Local Weatherman is an American indie music band based in Brooklyn, NY led by singer-songwriter and multi-instrumentalist Fritz Ortman. Formed in 2018, the band blends elements of indie rock, indie folk, power pop, emo, and slacker rock with DIY roots. Local Weatherman has released multiple independent and studio produced recordings and has been continually performing live shows and regularly releasing new music since its founding.

==Origin and History==

Local Weatherman began as the solo project of Fritz Ortman in 2018, with initial releases self-recorded and distributed through online platforms. The project evolved into a full band with the addition of guitarist Ford Murphy in 2021 followed by bassist David Murray and drummer Sam Shahghasemi. In 2023, the band released their eponymous debut album, recorded at The Metal Shop in Philadelphia in partnership with producers Zack Robbins and Ian Farmer. Following the release, Local Weatherman toured extensively in the U.S. across the East Coast and Midwest, and in Canada. The band continued releasing new music, including the EP Right One (2026), which has been described in the music press as exploring themes of self-doubt and personal growth.

==Musical style and influences==

Local Weatherman's music is laden with layered guitars, melodic hooks, and introspective lyrics that explore anxiety, self-doubt, identity, and relationships. Their sound seems to be an amalgamation of power pop, emo, slacker rock, punk, college radio and DIY/indie traditions. Reviewers have noted the band's development and evolution toward more structured songwriting and cohesive arrangements on the Right One EP.

==Timeline 2018 - present==
- 2018 – Fritz Ortman begins releasing music under the name Local Weatherman.

### Your task
Can you carry on the article about the band Local Weatherman, starting right after its last timeline entry?

### Source data
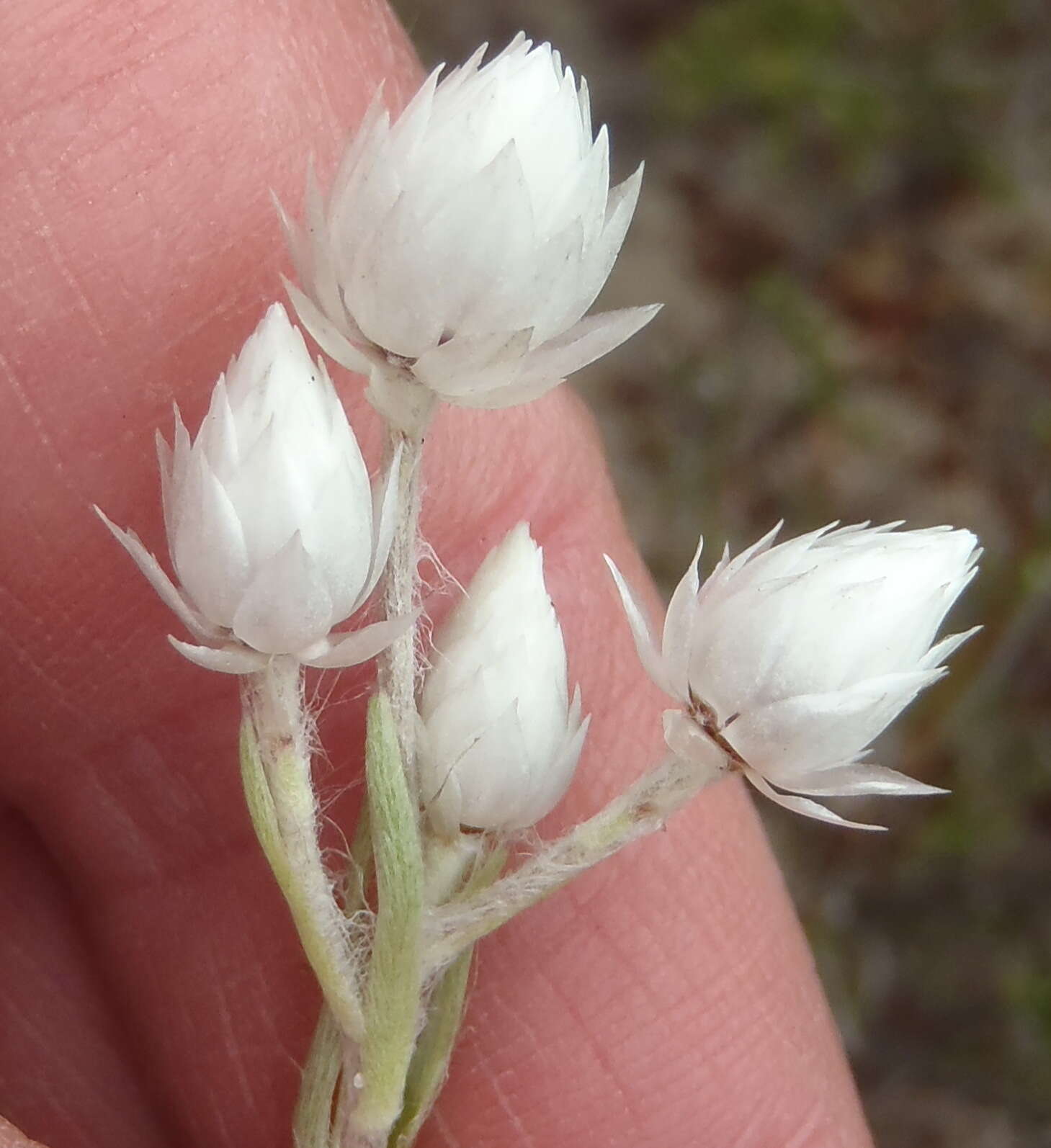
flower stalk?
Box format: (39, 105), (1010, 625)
(241, 658), (365, 1044)
(349, 692), (424, 1144)
(426, 748), (727, 972)
(379, 396), (434, 794)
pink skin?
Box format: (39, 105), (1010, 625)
(0, 0), (869, 1148)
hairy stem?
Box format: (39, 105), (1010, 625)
(379, 404), (431, 793)
(349, 692), (424, 1144)
(426, 750), (726, 970)
(241, 658), (364, 1044)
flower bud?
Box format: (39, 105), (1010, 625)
(99, 303), (403, 673)
(419, 522), (591, 835)
(282, 35), (657, 419)
(607, 524), (980, 829)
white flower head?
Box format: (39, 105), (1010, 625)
(97, 303), (410, 674)
(607, 522), (980, 829)
(282, 35), (658, 431)
(419, 522), (591, 835)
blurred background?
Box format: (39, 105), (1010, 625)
(395, 0), (1051, 1148)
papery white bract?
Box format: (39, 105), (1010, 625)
(97, 303), (411, 674)
(282, 35), (657, 421)
(419, 522), (591, 835)
(607, 522), (980, 829)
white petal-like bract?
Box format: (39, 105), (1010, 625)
(607, 524), (980, 828)
(282, 35), (657, 423)
(419, 522), (589, 835)
(100, 303), (398, 673)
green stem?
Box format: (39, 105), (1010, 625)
(388, 949), (475, 1148)
(349, 692), (424, 1144)
(426, 750), (726, 972)
(379, 396), (434, 794)
(241, 658), (364, 1042)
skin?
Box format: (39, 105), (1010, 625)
(0, 0), (869, 1148)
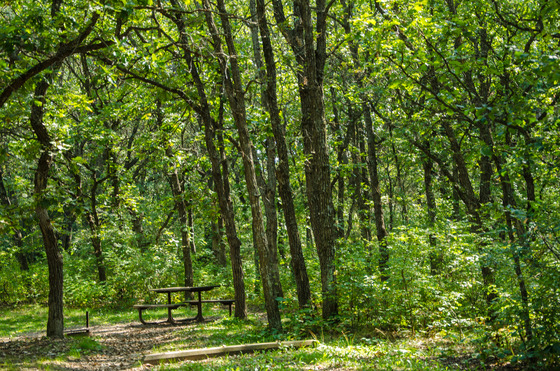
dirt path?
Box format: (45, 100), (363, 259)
(0, 323), (203, 370)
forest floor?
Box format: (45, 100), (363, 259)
(0, 317), (523, 371)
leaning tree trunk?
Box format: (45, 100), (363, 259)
(29, 76), (64, 337)
(204, 0), (282, 331)
(0, 167), (29, 271)
(256, 0), (311, 308)
(363, 103), (389, 281)
(165, 147), (194, 294)
(273, 0), (338, 319)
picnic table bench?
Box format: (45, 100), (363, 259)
(133, 285), (235, 325)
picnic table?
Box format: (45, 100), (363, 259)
(134, 285), (235, 324)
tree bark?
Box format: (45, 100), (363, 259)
(273, 0), (338, 319)
(204, 0), (282, 331)
(256, 0), (311, 308)
(422, 141), (443, 275)
(165, 148), (194, 294)
(161, 0), (247, 319)
(29, 78), (64, 338)
(0, 166), (29, 271)
(363, 103), (390, 281)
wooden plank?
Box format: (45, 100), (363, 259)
(132, 304), (183, 309)
(144, 340), (319, 365)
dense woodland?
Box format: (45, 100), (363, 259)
(0, 0), (560, 366)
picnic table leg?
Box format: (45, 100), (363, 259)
(167, 292), (175, 323)
(195, 291), (204, 322)
(138, 308), (147, 325)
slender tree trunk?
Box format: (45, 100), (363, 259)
(165, 146), (194, 294)
(29, 78), (64, 337)
(0, 166), (29, 271)
(256, 0), (311, 308)
(480, 124), (533, 341)
(211, 215), (227, 267)
(204, 0), (282, 331)
(422, 141), (443, 275)
(363, 103), (389, 281)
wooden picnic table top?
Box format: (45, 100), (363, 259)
(150, 285), (220, 293)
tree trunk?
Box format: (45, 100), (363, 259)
(165, 145), (194, 294)
(29, 79), (64, 337)
(204, 0), (282, 331)
(86, 179), (107, 282)
(479, 123), (533, 341)
(363, 103), (389, 281)
(422, 141), (443, 275)
(0, 166), (29, 271)
(256, 0), (311, 308)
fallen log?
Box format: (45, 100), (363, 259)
(144, 340), (319, 365)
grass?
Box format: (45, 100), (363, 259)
(155, 339), (483, 371)
(0, 306), (540, 371)
(0, 305), (137, 338)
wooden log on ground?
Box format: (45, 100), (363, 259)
(144, 340), (319, 365)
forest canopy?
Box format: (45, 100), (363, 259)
(0, 0), (560, 366)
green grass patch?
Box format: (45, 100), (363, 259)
(0, 305), (139, 337)
(150, 339), (476, 371)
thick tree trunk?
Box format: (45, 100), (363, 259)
(204, 0), (282, 331)
(165, 147), (194, 292)
(363, 103), (389, 281)
(179, 38), (247, 319)
(256, 0), (311, 308)
(422, 141), (443, 275)
(29, 76), (64, 337)
(0, 166), (29, 271)
(86, 179), (107, 282)
(479, 123), (533, 341)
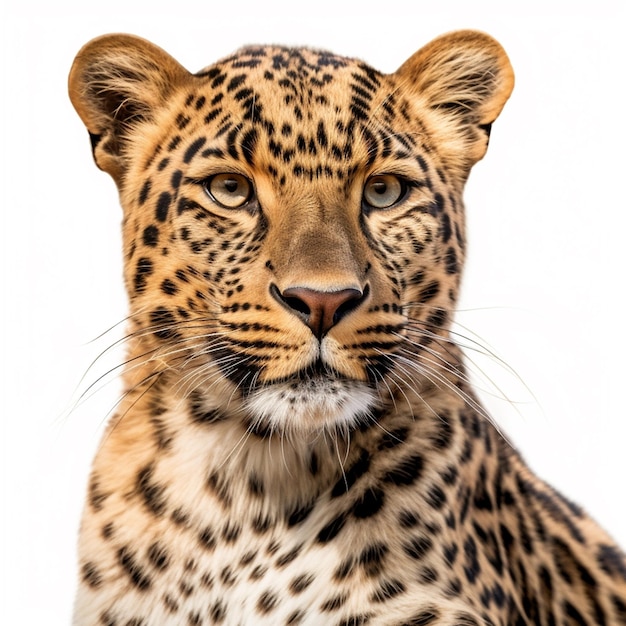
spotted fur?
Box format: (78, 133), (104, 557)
(70, 31), (626, 626)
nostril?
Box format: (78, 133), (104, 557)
(281, 295), (311, 315)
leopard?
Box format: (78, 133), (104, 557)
(69, 30), (626, 626)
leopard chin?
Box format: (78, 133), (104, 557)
(244, 376), (379, 437)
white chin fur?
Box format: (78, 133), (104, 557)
(245, 379), (376, 434)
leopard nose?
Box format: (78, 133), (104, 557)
(275, 287), (367, 339)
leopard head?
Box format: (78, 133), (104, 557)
(69, 31), (513, 433)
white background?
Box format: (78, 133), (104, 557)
(0, 0), (626, 626)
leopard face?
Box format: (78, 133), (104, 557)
(70, 32), (513, 433)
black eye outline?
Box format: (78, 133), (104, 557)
(361, 174), (409, 212)
(202, 172), (256, 211)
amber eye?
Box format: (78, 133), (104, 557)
(363, 174), (406, 209)
(204, 174), (252, 209)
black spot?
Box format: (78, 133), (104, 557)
(352, 487), (385, 519)
(161, 278), (178, 296)
(226, 74), (246, 91)
(183, 137), (206, 163)
(156, 191), (172, 222)
(136, 464), (166, 516)
(287, 502), (314, 527)
(446, 248), (459, 274)
(402, 608), (440, 626)
(148, 542), (169, 570)
(417, 280), (440, 304)
(134, 257), (154, 293)
(426, 485), (447, 510)
(331, 450), (370, 498)
(563, 600), (588, 626)
(256, 591), (278, 615)
(463, 537), (480, 584)
(189, 391), (224, 424)
(378, 426), (409, 450)
(150, 307), (180, 339)
(143, 225), (159, 248)
(597, 544), (626, 581)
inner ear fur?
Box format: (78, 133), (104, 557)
(69, 34), (191, 185)
(395, 30), (515, 174)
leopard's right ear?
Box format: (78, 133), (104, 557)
(69, 35), (191, 186)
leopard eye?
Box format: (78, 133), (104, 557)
(204, 174), (252, 209)
(363, 174), (406, 209)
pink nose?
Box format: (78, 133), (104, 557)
(277, 287), (364, 339)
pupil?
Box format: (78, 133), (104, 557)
(224, 178), (239, 193)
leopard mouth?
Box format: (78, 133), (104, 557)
(239, 359), (377, 436)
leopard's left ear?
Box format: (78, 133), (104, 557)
(395, 30), (514, 175)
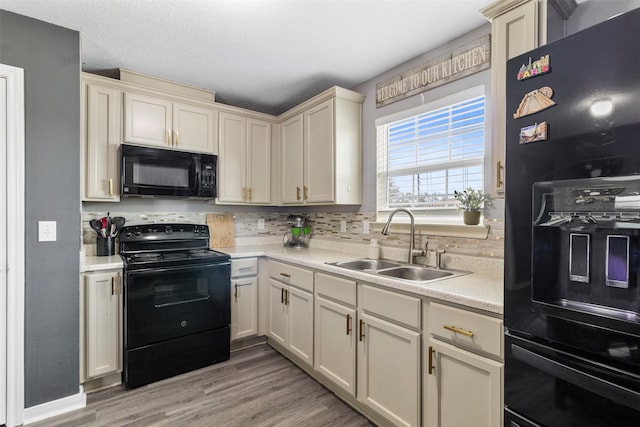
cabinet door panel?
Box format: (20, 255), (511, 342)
(286, 286), (313, 366)
(280, 114), (304, 205)
(247, 119), (271, 204)
(84, 273), (122, 378)
(84, 84), (122, 202)
(358, 313), (420, 426)
(218, 113), (247, 203)
(304, 99), (335, 203)
(231, 277), (258, 341)
(427, 337), (503, 427)
(173, 102), (216, 154)
(267, 279), (288, 346)
(124, 93), (173, 147)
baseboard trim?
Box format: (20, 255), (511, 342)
(23, 386), (87, 425)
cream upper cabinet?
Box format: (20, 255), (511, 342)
(81, 82), (122, 202)
(124, 93), (217, 154)
(280, 114), (304, 204)
(357, 284), (422, 426)
(279, 88), (364, 205)
(217, 112), (271, 205)
(424, 302), (504, 427)
(81, 270), (122, 381)
(480, 0), (547, 196)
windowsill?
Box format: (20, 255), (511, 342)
(371, 221), (490, 240)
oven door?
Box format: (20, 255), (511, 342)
(505, 334), (640, 427)
(124, 262), (231, 349)
(120, 144), (199, 197)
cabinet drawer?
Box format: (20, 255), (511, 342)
(358, 285), (420, 329)
(231, 258), (258, 277)
(429, 302), (503, 357)
(269, 261), (313, 292)
(316, 273), (356, 307)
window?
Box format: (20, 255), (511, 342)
(377, 87), (485, 221)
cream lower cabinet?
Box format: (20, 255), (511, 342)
(357, 285), (422, 426)
(81, 81), (122, 202)
(426, 337), (502, 427)
(424, 302), (504, 427)
(81, 270), (122, 382)
(314, 273), (357, 397)
(217, 112), (271, 205)
(267, 261), (313, 367)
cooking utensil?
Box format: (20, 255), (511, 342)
(89, 219), (102, 236)
(111, 216), (126, 237)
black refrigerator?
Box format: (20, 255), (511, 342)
(504, 9), (640, 427)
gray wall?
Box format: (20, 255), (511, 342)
(0, 10), (80, 407)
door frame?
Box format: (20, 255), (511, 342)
(0, 64), (25, 427)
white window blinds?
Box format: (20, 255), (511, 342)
(377, 88), (485, 220)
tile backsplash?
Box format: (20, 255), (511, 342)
(82, 211), (504, 262)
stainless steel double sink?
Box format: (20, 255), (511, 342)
(327, 259), (468, 283)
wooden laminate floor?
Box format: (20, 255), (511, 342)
(29, 344), (372, 427)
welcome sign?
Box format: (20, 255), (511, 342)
(376, 34), (491, 108)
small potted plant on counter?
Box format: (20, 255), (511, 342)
(453, 187), (493, 225)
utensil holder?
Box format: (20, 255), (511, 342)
(96, 236), (116, 256)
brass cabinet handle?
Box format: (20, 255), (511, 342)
(429, 346), (436, 375)
(496, 160), (504, 188)
(442, 325), (473, 337)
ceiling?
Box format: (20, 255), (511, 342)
(0, 0), (493, 114)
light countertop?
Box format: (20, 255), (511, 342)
(80, 244), (503, 315)
(216, 245), (503, 315)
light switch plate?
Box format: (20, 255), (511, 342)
(38, 221), (57, 242)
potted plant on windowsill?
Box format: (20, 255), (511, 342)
(453, 187), (493, 225)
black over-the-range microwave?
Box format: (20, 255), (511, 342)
(120, 144), (217, 199)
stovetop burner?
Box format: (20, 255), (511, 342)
(120, 224), (230, 268)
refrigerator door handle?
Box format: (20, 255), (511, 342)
(511, 344), (640, 409)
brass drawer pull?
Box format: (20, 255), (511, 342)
(429, 346), (436, 375)
(442, 325), (473, 337)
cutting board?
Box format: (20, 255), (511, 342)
(207, 213), (235, 249)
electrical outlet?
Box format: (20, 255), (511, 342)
(38, 221), (57, 242)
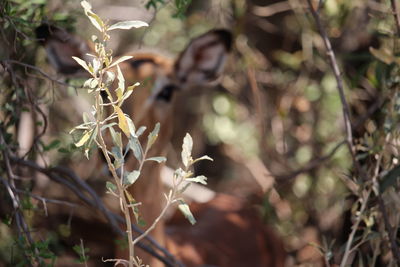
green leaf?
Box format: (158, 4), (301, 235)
(83, 78), (99, 89)
(379, 165), (400, 193)
(178, 200), (196, 225)
(109, 127), (122, 147)
(81, 1), (92, 12)
(106, 181), (117, 192)
(127, 82), (140, 91)
(136, 126), (147, 137)
(181, 133), (193, 168)
(111, 146), (124, 169)
(75, 130), (93, 147)
(192, 155), (214, 164)
(128, 136), (143, 161)
(124, 170), (140, 185)
(108, 20), (149, 31)
(81, 1), (104, 31)
(126, 117), (136, 136)
(104, 71), (115, 85)
(147, 122), (160, 149)
(146, 157), (167, 163)
(114, 106), (130, 138)
(186, 175), (207, 185)
(72, 57), (93, 74)
(117, 66), (125, 93)
(109, 56), (133, 68)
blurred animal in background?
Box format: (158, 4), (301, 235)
(36, 24), (285, 267)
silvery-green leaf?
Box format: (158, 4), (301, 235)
(126, 116), (136, 136)
(192, 156), (214, 164)
(109, 127), (122, 147)
(109, 56), (133, 68)
(128, 135), (143, 161)
(104, 71), (115, 85)
(136, 126), (146, 137)
(181, 133), (193, 168)
(106, 181), (117, 192)
(127, 82), (140, 91)
(186, 175), (207, 185)
(108, 20), (149, 31)
(72, 57), (93, 74)
(117, 66), (125, 93)
(178, 200), (196, 225)
(114, 106), (130, 138)
(124, 170), (140, 185)
(147, 122), (160, 148)
(146, 157), (167, 163)
(75, 130), (93, 147)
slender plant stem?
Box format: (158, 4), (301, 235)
(390, 0), (400, 36)
(307, 0), (361, 172)
(340, 188), (372, 267)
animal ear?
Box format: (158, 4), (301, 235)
(174, 30), (232, 86)
(36, 24), (91, 75)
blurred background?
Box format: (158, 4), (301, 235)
(0, 0), (400, 266)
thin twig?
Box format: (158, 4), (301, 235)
(390, 0), (400, 36)
(10, 157), (180, 267)
(307, 0), (361, 172)
(378, 196), (400, 264)
(340, 188), (372, 267)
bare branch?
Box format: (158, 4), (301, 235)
(307, 0), (361, 174)
(390, 0), (400, 36)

### Task response
- 2019 – Independent releases continue, expanding the band's online presence.
- 2023 – Self-titled album Local Weatherman is released.
- 2026 – Right One EP is released.

==Lineup==
- Fritz Ortman – lead vocals, guitar, keyboards
- Ford Murphy – guitar
- David Murray – bass
- Sam Shahghasemi – drums

==Discography==

===Studio albums===
- Local Weatherman (2023)

===Extended plays===
- Right One (2026)

===Other releases===
- We're Doomed (2019) – early self-released recordings
- Greatest Man Who Ever Lived (2018) – early self-released recordings
- Monster (2018) – early self-released recordings

==Airplay and Press Coverage==

Local Weatherman and Ortman have been featured in the press with favorable reviews of their music. The Harvard Crimson profiled the band in early 2024, discussing Ortman's background and his development of the Local Weatherman concept. New Noise Magazine praised the Right One EP as an embodiment of the band's evolution toward cohesive, structured songwriting. The Line of Best Fit highlighted the band's introspective lyrics and layered guitar work on the single "Weighing."
Sound vs. System described Local Weatherman's blend of indie rock, power pop, and slacker rock, while also noting influences from both emo and college radio. Wildfire Music expounded on the EP's exploration of self-doubt and new beginnings. An Already Heard track guide recommended material from the Right One EP. Alternative Press (magazine) included "Out of the Vein" in its “AP A-sides: Songs you need to hear – January 16, 2026” list.

In February 2026, Local Weatherman first began receiving measurable college radio airplay in North America after the Right One release. Chris Sanley, Music Director for KEXP, described the Right One EP as "supremely catchy." The song "Right One" first appeared on the College Radio Charts in February 2026. The release also appeared on the North American College and Community Radio Chart (NACC) Top 200 summary chart during the same period.